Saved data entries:
++++++++++

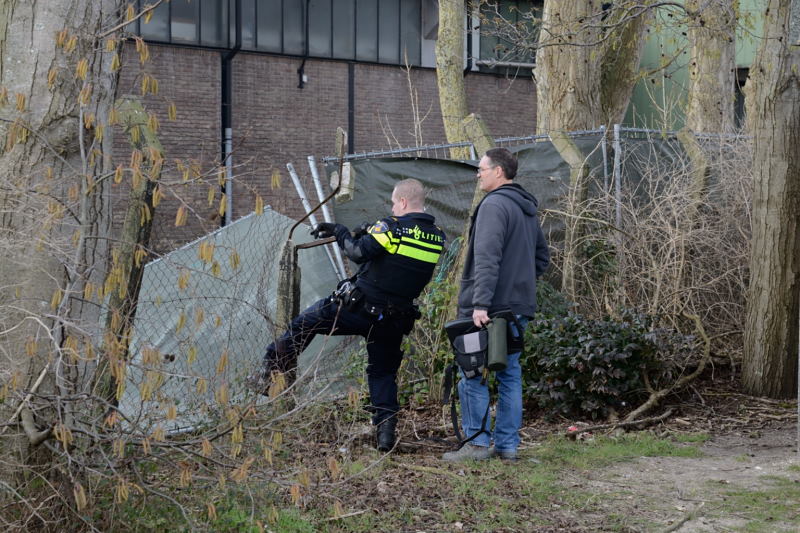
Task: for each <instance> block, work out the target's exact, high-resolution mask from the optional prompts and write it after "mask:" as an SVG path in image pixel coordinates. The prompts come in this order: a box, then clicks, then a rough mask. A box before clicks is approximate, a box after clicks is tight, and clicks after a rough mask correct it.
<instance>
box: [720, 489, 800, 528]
mask: <svg viewBox="0 0 800 533" xmlns="http://www.w3.org/2000/svg"><path fill="white" fill-rule="evenodd" d="M762 479H763V481H764V482H765V484H766V485H767V486H766V487H764V488H761V489H757V488H752V487H743V488H740V487H737V488H732V489H729V490H723V491H721V492H720V494H721V497H722V501H721V504H720V510H721V511H723V512H724V513H729V514H731V515H733V516H735V517H738V518H740V519H744V520H745V525H744V526H743V527H742V528H741V529H740V531H748V532H749V531H752V532H761V531H798V530H799V529H800V483H798V482H797V481H796V480H792V479H789V478H786V477H780V476H764V477H763V478H762ZM776 523H784V524H789V525H790V528H783V529H780V528H778V526H777V525H776Z"/></svg>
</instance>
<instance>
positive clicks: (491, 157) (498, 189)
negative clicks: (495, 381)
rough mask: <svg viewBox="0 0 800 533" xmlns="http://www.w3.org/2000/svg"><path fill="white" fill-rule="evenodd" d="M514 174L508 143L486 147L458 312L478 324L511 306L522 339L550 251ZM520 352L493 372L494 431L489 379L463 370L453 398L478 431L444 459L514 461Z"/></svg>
mask: <svg viewBox="0 0 800 533" xmlns="http://www.w3.org/2000/svg"><path fill="white" fill-rule="evenodd" d="M516 174H517V159H516V157H515V156H514V155H513V154H512V153H511V152H509V151H508V150H507V149H505V148H493V149H491V150H489V151H488V152H486V155H484V156H483V158H482V159H481V161H480V163H479V165H478V179H479V186H480V188H481V190H482V191H484V192H486V193H488V194H487V195H486V196H485V197H484V199H483V200H482V201H481V203H480V204H478V207H477V208H476V209H475V212H474V213H473V215H472V223H471V226H470V230H469V248H468V250H467V257H466V261H465V263H464V274H463V276H462V279H461V291H460V293H459V296H458V316H459V318H468V317H471V318H472V321H473V322H474V324H475V325H476V326H478V327H481V326H484V325H486V324H487V323H488V322H489V321H490V318H489V315H490V314H492V313H494V312H496V311H502V310H510V311H511V312H512V313H513V314H514V315H516V317H517V322H516V324H515V323H512V325H511V327H512V329H513V330H514V333H515V335H516V336H520V335H521V334H522V332H521V331H518V330H517V327H518V326H519V327H522V328H524V327H525V325H526V324H527V323H528V320H529V319H530V318H532V317H533V314H534V313H535V312H536V278H538V277H539V276H541V275H542V273H544V271H545V269H546V268H547V266H548V264H549V263H550V252H549V250H548V247H547V241H546V240H545V238H544V234H543V233H542V228H541V225H540V224H539V219H538V217H537V214H536V212H537V211H536V209H537V206H538V201H537V200H536V198H535V197H534V196H533V195H532V194H530V193H529V192H527V191H526V190H525V189H523V188H522V187H521V186H520V185H518V184H516V183H514V182H513V179H514V177H515V176H516ZM520 355H521V352H517V353H513V354H509V356H508V364H507V367H506V369H505V370H503V371H500V372H497V373H496V377H497V382H498V393H499V394H498V400H497V417H496V421H495V427H494V431H490V429H489V428H491V417H490V416H487V412H488V411H487V408H488V405H489V390H488V387H487V385H486V383H482V381H483V380H482V379H481V376H480V375H478V376H475V377H473V378H472V379H466V377H465V376H464V374H463V372H462V373H461V380H460V381H459V383H458V396H459V399H460V401H461V419H462V428H463V431H464V435H466V436H467V437H469V436H472V435H475V434H476V433H479V432H480V434H478V435H477V436H476V437H475V438H474V439H472V441H471V442H470V443H468V444H465V445H464V446H462V447H461V448H460V449H459V450H457V451H454V452H448V453H445V454H444V456H443V459H444V460H446V461H463V460H468V459H473V460H483V459H488V458H490V457H494V456H498V457H500V458H502V459H511V460H513V459H516V456H517V447H518V446H519V429H520V427H521V426H522V369H521V367H520V363H519V357H520ZM485 416H486V420H485V421H484V417H485ZM482 430H483V431H482ZM481 431H482V432H481ZM492 440H494V446H492V447H491V448H490V447H489V446H490V444H491V443H492Z"/></svg>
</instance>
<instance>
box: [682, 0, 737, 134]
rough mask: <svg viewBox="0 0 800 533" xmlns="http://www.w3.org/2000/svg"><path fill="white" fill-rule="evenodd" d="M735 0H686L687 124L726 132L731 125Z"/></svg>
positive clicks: (715, 130)
mask: <svg viewBox="0 0 800 533" xmlns="http://www.w3.org/2000/svg"><path fill="white" fill-rule="evenodd" d="M738 3H739V2H738V0H713V1H711V2H709V1H708V0H689V1H687V2H686V9H687V11H688V12H689V17H688V24H689V42H690V43H691V50H692V51H691V54H692V56H691V60H690V63H689V99H688V103H687V108H686V127H687V128H689V130H691V131H693V132H706V133H727V132H730V131H733V127H734V95H735V93H734V90H735V87H736V11H737V9H738Z"/></svg>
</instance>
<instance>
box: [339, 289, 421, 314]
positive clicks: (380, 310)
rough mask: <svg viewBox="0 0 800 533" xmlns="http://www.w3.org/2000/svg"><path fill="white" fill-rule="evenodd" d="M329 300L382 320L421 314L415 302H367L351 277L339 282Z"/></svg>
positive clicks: (348, 307)
mask: <svg viewBox="0 0 800 533" xmlns="http://www.w3.org/2000/svg"><path fill="white" fill-rule="evenodd" d="M331 300H332V301H334V302H336V303H338V304H339V305H341V306H342V308H343V309H346V310H347V311H350V312H351V313H362V314H364V315H366V316H367V317H369V318H372V319H375V320H382V319H384V318H391V319H395V320H396V319H403V318H406V319H409V318H410V319H413V320H416V319H418V318H420V317H421V316H422V313H420V312H419V308H418V307H417V306H416V305H415V304H410V305H396V304H393V303H391V302H387V303H386V304H376V303H372V302H368V301H367V298H366V295H365V294H364V292H363V291H362V290H361V289H359V288H358V287H357V286H356V284H355V283H354V282H353V281H352V280H351V279H345V280H342V281H340V282H339V284H338V285H337V286H336V290H335V291H333V294H332V295H331Z"/></svg>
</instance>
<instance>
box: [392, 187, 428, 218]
mask: <svg viewBox="0 0 800 533" xmlns="http://www.w3.org/2000/svg"><path fill="white" fill-rule="evenodd" d="M424 209H425V188H424V187H423V186H422V183H420V181H419V180H416V179H414V178H409V179H406V180H403V181H398V182H397V184H396V185H395V186H394V191H393V192H392V214H393V215H395V216H402V215H405V214H406V213H421V212H422V211H423V210H424Z"/></svg>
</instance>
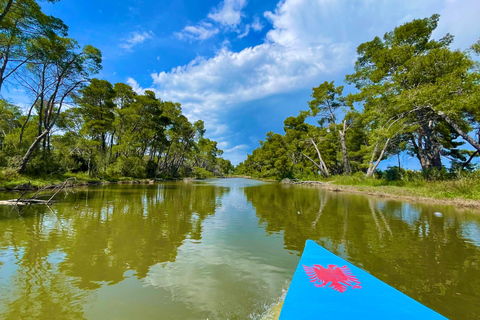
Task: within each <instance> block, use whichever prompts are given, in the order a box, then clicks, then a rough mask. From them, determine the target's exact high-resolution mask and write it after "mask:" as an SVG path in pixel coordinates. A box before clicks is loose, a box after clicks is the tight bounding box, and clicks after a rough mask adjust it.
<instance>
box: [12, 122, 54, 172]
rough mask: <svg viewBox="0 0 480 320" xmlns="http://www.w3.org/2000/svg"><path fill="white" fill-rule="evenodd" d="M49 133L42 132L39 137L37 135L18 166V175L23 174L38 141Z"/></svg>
mask: <svg viewBox="0 0 480 320" xmlns="http://www.w3.org/2000/svg"><path fill="white" fill-rule="evenodd" d="M48 133H49V130H48V129H47V130H45V131H43V133H42V134H41V135H39V136H38V137H37V138H36V139H35V141H34V142H33V143H32V145H31V146H30V148H28V150H27V153H25V156H24V157H23V160H22V164H21V165H20V169H18V173H23V172H25V170H26V169H27V163H28V161H29V160H30V157H31V156H32V154H33V152H34V151H35V150H36V149H37V146H38V144H39V142H40V141H42V139H43V138H44V137H45V136H46V135H47V134H48Z"/></svg>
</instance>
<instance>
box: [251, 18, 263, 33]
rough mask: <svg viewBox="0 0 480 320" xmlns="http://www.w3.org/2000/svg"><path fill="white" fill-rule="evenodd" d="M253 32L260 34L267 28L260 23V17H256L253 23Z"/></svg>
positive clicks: (251, 25)
mask: <svg viewBox="0 0 480 320" xmlns="http://www.w3.org/2000/svg"><path fill="white" fill-rule="evenodd" d="M250 26H251V27H252V29H253V30H255V31H257V32H259V31H262V29H263V28H264V27H265V25H264V24H263V23H261V22H260V18H259V17H254V18H253V22H252V23H251V24H250Z"/></svg>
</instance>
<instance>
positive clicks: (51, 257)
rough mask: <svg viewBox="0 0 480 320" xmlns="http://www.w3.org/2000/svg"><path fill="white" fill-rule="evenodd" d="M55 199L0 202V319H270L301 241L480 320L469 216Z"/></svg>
mask: <svg viewBox="0 0 480 320" xmlns="http://www.w3.org/2000/svg"><path fill="white" fill-rule="evenodd" d="M0 197H1V198H2V199H8V198H13V197H15V195H12V194H8V193H3V194H1V195H0ZM59 199H60V200H61V202H59V203H56V204H54V205H53V206H52V207H51V208H48V207H45V206H31V207H27V208H22V209H21V210H15V209H12V208H10V207H6V206H3V207H0V318H1V319H182V320H183V319H210V320H212V319H271V318H275V315H272V314H271V313H272V311H271V310H274V312H273V313H276V314H278V309H279V308H278V306H279V305H281V304H280V303H281V301H282V298H283V297H284V295H285V292H286V290H287V289H288V284H289V281H290V279H291V278H292V276H293V273H294V270H295V268H296V265H297V263H298V261H299V259H300V255H301V253H302V250H303V246H304V244H305V241H306V240H307V239H312V240H314V241H316V242H317V243H318V244H320V245H322V246H324V247H325V248H327V249H328V250H330V251H332V252H333V253H335V254H337V255H339V256H340V257H342V258H344V259H347V260H349V261H350V262H352V263H354V264H356V265H357V266H359V267H361V268H363V269H364V270H366V271H368V272H369V273H371V274H372V275H374V276H376V277H378V278H379V279H381V280H383V281H385V282H386V283H388V284H390V285H391V286H393V287H395V288H397V289H399V290H400V291H402V292H404V293H406V294H407V295H409V296H411V297H412V298H414V299H416V300H418V301H420V302H422V303H423V304H425V305H426V306H428V307H430V308H432V309H434V310H436V311H437V312H439V313H441V314H443V315H444V316H446V317H448V318H451V319H479V318H480V213H479V212H476V211H469V210H459V209H456V208H454V207H451V206H439V205H433V204H432V205H429V204H420V203H406V202H401V201H394V200H386V199H382V198H374V197H369V196H363V195H352V194H346V193H334V192H328V191H325V190H322V189H318V188H313V187H301V186H290V185H281V184H277V183H264V182H259V181H254V180H245V179H218V180H211V181H207V182H169V183H159V184H155V185H108V186H103V187H89V188H77V189H75V190H73V192H69V193H68V194H63V195H62V196H61V197H60V198H59ZM436 212H441V213H442V214H441V215H440V214H438V213H437V214H435V213H436ZM319 312H321V311H319Z"/></svg>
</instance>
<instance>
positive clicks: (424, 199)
mask: <svg viewBox="0 0 480 320" xmlns="http://www.w3.org/2000/svg"><path fill="white" fill-rule="evenodd" d="M322 182H324V183H323V184H322V185H321V187H322V188H325V189H329V190H333V191H345V192H352V193H363V194H369V195H375V196H381V197H388V198H396V199H401V200H408V201H423V202H430V203H438V204H449V205H456V206H461V207H470V208H480V179H478V178H473V177H459V178H458V179H455V180H445V181H428V180H418V181H388V180H385V179H374V178H366V177H358V176H353V177H346V176H337V177H331V178H328V179H324V180H322Z"/></svg>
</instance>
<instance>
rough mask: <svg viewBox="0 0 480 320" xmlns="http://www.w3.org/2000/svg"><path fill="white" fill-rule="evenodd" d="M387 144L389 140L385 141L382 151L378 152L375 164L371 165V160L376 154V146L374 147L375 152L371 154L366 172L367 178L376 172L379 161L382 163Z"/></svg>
mask: <svg viewBox="0 0 480 320" xmlns="http://www.w3.org/2000/svg"><path fill="white" fill-rule="evenodd" d="M389 142H390V139H387V142H385V145H384V146H383V149H382V151H381V152H380V155H379V156H378V158H377V162H375V163H373V159H374V157H375V154H376V153H377V149H378V144H377V145H376V146H375V150H374V151H373V154H372V159H371V160H370V166H369V168H368V170H367V177H371V176H373V173H374V172H375V170H377V167H378V165H379V164H380V161H382V159H383V155H384V154H385V151H386V150H387V147H388V143H389Z"/></svg>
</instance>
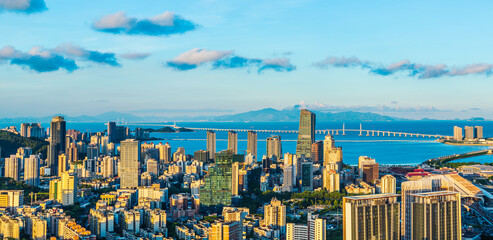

++++++++++

Write out each line of the data above exactly, starting at the top and finishing with the line containing "negative clicks: (495, 381)"; omit the pictures.

Task: for each <instance> block, work out the target's exact, high-resolution mask from the optional prompts and write it after "mask:" as an SVG path in image pixel coordinates. The prompts come in this order: a box, then clicks, then a rough mask. A box before clicks is approximate, a box after clicks is tight, and clicks after a rough mask correct it.
<instance>
box: [720, 489, 800, 528]
mask: <svg viewBox="0 0 800 533" xmlns="http://www.w3.org/2000/svg"><path fill="white" fill-rule="evenodd" d="M762 479H763V481H764V482H765V484H766V485H767V486H766V487H764V488H761V489H757V488H752V487H743V488H740V487H737V488H732V489H729V490H723V491H721V492H720V494H721V497H722V501H721V504H720V510H721V511H723V512H724V513H729V514H731V515H733V516H735V517H738V518H740V519H744V520H745V525H744V526H743V527H742V528H741V529H740V531H748V532H749V531H752V532H761V531H798V530H799V529H800V483H798V482H797V481H796V480H792V479H789V478H786V477H780V476H764V477H763V478H762ZM776 523H784V524H789V525H790V528H783V529H780V528H778V526H777V525H776Z"/></svg>
</instance>
<instance>
positive clicks: (491, 157) (498, 189)
negative clicks: (495, 381)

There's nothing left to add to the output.